**EXERCISE PROMPT:**
Would you reproduce all of the entries exactly?

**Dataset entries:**
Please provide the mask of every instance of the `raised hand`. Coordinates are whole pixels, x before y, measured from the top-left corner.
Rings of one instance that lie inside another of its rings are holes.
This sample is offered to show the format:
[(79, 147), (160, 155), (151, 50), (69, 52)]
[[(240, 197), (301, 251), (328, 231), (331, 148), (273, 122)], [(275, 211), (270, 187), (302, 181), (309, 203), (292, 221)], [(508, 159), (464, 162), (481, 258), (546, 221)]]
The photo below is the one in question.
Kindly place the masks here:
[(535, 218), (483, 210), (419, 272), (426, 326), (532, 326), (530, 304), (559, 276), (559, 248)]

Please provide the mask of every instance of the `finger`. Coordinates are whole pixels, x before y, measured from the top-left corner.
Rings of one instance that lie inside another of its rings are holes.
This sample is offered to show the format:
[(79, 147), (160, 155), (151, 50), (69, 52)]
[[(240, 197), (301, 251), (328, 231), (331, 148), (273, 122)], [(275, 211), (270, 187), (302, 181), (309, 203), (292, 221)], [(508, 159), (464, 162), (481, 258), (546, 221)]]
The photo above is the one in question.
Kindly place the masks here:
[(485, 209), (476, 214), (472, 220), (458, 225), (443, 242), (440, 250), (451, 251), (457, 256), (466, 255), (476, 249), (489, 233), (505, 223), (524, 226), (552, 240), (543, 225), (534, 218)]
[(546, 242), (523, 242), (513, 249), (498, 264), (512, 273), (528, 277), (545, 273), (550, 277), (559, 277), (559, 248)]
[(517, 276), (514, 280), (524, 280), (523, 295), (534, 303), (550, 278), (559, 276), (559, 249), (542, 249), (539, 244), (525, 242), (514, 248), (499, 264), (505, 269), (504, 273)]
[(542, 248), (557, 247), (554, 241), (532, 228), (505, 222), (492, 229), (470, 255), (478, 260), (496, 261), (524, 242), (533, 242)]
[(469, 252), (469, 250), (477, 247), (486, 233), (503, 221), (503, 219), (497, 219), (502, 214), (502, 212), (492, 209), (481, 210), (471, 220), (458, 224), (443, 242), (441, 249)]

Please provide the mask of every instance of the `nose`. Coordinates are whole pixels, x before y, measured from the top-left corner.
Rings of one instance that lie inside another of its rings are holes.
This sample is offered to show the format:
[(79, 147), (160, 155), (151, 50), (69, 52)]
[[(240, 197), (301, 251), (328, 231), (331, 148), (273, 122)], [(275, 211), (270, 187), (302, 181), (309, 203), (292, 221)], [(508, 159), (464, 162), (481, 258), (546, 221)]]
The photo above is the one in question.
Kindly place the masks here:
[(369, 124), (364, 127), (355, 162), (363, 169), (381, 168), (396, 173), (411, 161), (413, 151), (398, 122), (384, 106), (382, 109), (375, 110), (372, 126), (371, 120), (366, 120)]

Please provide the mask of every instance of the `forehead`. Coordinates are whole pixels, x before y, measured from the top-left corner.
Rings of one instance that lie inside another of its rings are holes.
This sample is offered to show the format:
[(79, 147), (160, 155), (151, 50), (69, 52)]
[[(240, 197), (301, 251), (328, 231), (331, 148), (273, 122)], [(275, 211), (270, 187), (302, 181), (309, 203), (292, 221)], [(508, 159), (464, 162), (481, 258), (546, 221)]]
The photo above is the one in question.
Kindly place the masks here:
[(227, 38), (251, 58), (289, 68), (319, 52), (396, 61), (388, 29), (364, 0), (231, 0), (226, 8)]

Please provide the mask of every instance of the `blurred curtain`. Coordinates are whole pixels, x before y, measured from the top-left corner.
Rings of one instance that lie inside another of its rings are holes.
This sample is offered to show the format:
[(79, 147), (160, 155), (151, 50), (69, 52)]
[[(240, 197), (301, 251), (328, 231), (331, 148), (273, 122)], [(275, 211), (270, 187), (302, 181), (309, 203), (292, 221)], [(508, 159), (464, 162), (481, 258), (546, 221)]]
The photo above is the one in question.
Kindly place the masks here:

**FINAL ANSWER:**
Please provide the mask of every instance of the `raised hand`. Coordinates are whole pixels, x before y, measured from the top-left corner.
Rings of one instance that lie inside another of its rings are holes.
This sample is offered to show the format:
[(79, 147), (160, 155), (151, 50), (69, 52)]
[[(240, 197), (301, 251), (328, 231), (331, 148), (273, 122)], [(275, 211), (270, 187), (302, 181), (309, 203), (292, 221)], [(508, 159), (464, 162), (481, 258), (546, 221)]]
The photo below is the one in question.
Kindly place the masks here:
[(535, 218), (483, 210), (419, 272), (426, 326), (532, 326), (530, 304), (559, 276), (559, 248)]

Please provide the mask of every instance of the `finger`. Coordinates are whole pixels, x before y, measured from the top-left corner.
Rings of one instance that lie inside another of its rings are holes.
This sample is offered to show the format:
[(79, 147), (160, 155), (151, 50), (69, 52)]
[[(240, 197), (301, 251), (328, 231), (331, 148), (273, 122)], [(275, 211), (270, 187), (302, 181), (309, 203), (292, 221)], [(508, 159), (464, 162), (481, 258), (546, 221)]]
The photo above is the one in question.
Kindly place the masks here:
[(485, 209), (476, 214), (472, 220), (458, 225), (443, 242), (440, 250), (451, 251), (457, 256), (466, 255), (476, 249), (489, 233), (505, 223), (524, 226), (552, 240), (543, 225), (534, 218)]
[(546, 242), (523, 242), (513, 249), (498, 264), (512, 273), (528, 277), (545, 273), (550, 277), (559, 277), (559, 248)]
[(517, 276), (514, 280), (524, 280), (523, 295), (534, 303), (550, 278), (559, 276), (559, 249), (542, 249), (539, 244), (525, 242), (514, 248), (499, 264), (505, 269), (504, 273)]
[(542, 248), (557, 247), (554, 241), (532, 228), (505, 222), (492, 229), (470, 255), (478, 260), (496, 261), (524, 242), (533, 242)]
[(469, 252), (469, 250), (477, 247), (486, 233), (503, 221), (503, 219), (497, 219), (502, 214), (502, 212), (492, 209), (481, 210), (471, 220), (458, 224), (443, 242), (441, 249)]

Please provide the mask of every instance of the `nose`. Coordinates are whole pixels, x before y, measured from the top-left corner.
Rings of one instance that lie inside another of its rings are holes.
This sample is offered to show the format:
[(79, 147), (160, 155), (151, 50), (69, 52)]
[[(240, 197), (301, 251), (328, 231), (331, 148), (273, 122)], [(275, 211), (270, 187), (302, 181), (309, 203), (292, 221)], [(508, 159), (464, 162), (481, 258), (546, 221)]]
The photo above is the one in question.
Kindly place the masks here:
[(369, 124), (364, 127), (355, 162), (363, 169), (381, 168), (396, 173), (411, 161), (413, 151), (398, 122), (384, 106), (382, 109), (375, 110), (372, 126), (371, 120), (366, 120)]

Please provide the mask of every instance of the `forehead`. Coordinates are whole pixels, x before y, measured from the top-left corner.
Rings of one instance that lie inside another of its rings are holes.
This sample is offered to show the format:
[(79, 147), (160, 155), (151, 50), (69, 52)]
[[(240, 197), (301, 251), (328, 231), (331, 148), (273, 122)], [(275, 211), (270, 187), (302, 181), (309, 203), (292, 221)], [(508, 159), (464, 162), (481, 258), (546, 221)]]
The photo above is the one in question.
Kindly place the masks here:
[(227, 38), (251, 58), (289, 68), (319, 52), (396, 61), (388, 29), (364, 0), (231, 0), (226, 8)]

Please provide the mask of every instance of the `blurred curtain`. Coordinates are whole pixels, x before y, measured from the top-left corner.
Rings of one instance that lie inside another of its rings are holes.
This sample is offered to show the format:
[(79, 147), (160, 155), (151, 50), (69, 52)]
[[(240, 197), (301, 251), (328, 231), (331, 148), (273, 122)], [(275, 211), (270, 187), (302, 181), (309, 203), (292, 221)], [(508, 159), (464, 162), (481, 258), (546, 221)]]
The photo above is the one in question.
Kindly place the masks here:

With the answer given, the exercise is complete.